[Start of section]

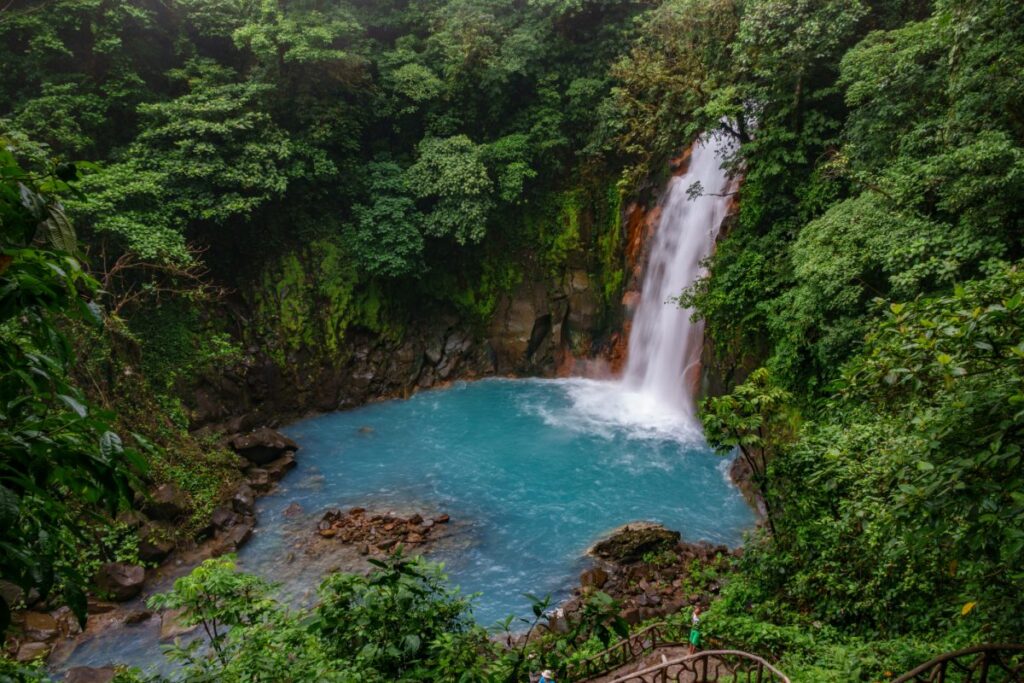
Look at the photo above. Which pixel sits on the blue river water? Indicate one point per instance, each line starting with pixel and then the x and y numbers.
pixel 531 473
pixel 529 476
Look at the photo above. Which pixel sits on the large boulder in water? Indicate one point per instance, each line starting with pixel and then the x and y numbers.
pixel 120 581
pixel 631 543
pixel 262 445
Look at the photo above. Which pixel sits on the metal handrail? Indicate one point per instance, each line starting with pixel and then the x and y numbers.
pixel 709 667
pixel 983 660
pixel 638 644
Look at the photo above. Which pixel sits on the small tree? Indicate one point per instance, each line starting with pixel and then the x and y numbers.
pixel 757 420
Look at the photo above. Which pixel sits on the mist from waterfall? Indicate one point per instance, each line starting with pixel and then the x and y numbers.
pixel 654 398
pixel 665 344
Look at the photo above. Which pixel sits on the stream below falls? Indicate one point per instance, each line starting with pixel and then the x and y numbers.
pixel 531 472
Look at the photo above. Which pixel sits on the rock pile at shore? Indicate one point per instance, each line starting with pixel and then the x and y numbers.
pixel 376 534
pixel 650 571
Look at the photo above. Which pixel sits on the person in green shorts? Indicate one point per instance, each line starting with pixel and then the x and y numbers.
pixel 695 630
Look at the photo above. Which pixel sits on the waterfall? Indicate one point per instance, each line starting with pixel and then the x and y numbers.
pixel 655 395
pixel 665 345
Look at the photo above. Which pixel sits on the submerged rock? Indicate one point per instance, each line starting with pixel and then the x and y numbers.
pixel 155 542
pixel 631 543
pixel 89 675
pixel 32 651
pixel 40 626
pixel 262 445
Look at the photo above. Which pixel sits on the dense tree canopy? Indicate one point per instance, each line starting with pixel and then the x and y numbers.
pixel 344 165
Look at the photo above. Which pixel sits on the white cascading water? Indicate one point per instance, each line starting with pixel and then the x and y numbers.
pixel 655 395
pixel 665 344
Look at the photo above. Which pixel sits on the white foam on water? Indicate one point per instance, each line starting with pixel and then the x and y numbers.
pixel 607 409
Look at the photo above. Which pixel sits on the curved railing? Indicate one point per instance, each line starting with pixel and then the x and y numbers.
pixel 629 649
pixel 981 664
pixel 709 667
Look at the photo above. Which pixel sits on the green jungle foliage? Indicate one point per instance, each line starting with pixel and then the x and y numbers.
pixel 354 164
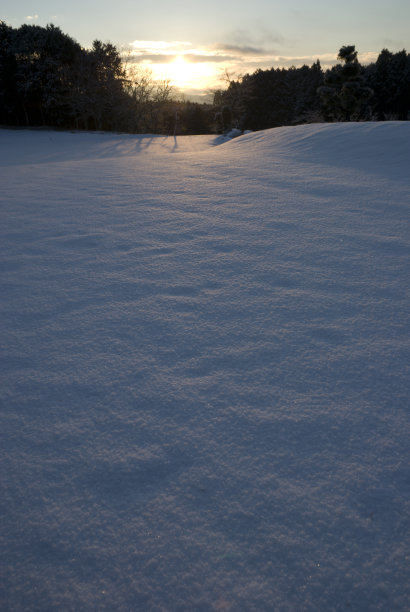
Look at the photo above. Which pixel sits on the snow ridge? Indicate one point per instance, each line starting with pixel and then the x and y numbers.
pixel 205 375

[End of section]

### Task statement
Without including any pictures, return every line of the records exactly.

### Result for this exercise
Look at the photo above. Which pixel sits on the blue river water? Indicate one point per instance, each line starting with pixel and then the x and y numbers.
pixel 531 473
pixel 529 476
Look at the photo above. Which pixel sits on the large boulder in water? Indicate one point per instance, each line starting with pixel and then the x and y numbers.
pixel 120 581
pixel 631 543
pixel 262 445
Look at the photo above. Which pixel sits on the metal handrail? Indicate one point per instance, each line starting with pixel and then the x and y numbers.
pixel 709 667
pixel 983 660
pixel 638 644
Look at the photo above. Which pixel sits on the small tree? Indicate one point per instance, each line starting with pixel and then the x and y numbers.
pixel 757 420
Look at the photo above. Which pixel sits on the mist from waterfall? Indicate one point per instance, each line starting with pixel and then the x and y numbers.
pixel 654 398
pixel 665 344
Look at the photo above. Which pixel sits on the stream below falls? Indicate one point per instance, each line starting with pixel and then the x and y numbers.
pixel 531 472
Look at the photo above. Which pixel sits on the rock pile at shore? Indicate one point per instance, each line starting with pixel and then the x and y numbers.
pixel 376 534
pixel 650 571
Look at the photo above. Which pixel sits on the person in green shorts? Indicate one point per instance, each line starting with pixel and then the x and y numbers.
pixel 695 630
Look at the photo above. Which pixel sits on the waterfall? Indicate one point per instance, each line starting with pixel and then the x and y numbers.
pixel 655 395
pixel 665 345
Look at the photo above. Which pixel sits on the submerged rock? Indicate one point per instance, each line starting with pixel and then the x and y numbers.
pixel 155 542
pixel 631 543
pixel 89 675
pixel 32 651
pixel 40 626
pixel 262 445
Look at the photo above. Which pixel sits on the dense tree canopy? Indicate one point per instance, each line starting with pixel and then the x and y numbers.
pixel 344 165
Look at the photo above. Which pixel sits on the white cascading water? Indicate one point per instance, each line starting with pixel and then the x and y numbers.
pixel 655 395
pixel 665 344
Look at the photo above. Which pixel sits on the white foam on water? Indicate one point per instance, each line starting with pixel and then the x and y numbers.
pixel 607 409
Look at the photo above. Which pixel sits on the curved railing? Indicate one point per instance, each line starting with pixel and then the x and y numbers.
pixel 629 649
pixel 981 664
pixel 709 667
Look at the photo above. Which pixel sits on the green jungle foliage? Indicate one point per instance, each line starting with pixel and then the x and y numbers.
pixel 354 164
Look at the photo above. Which pixel sits on the snow ridge? Indicate one point per instance, each line starting with pixel and then the x and y numbers.
pixel 205 375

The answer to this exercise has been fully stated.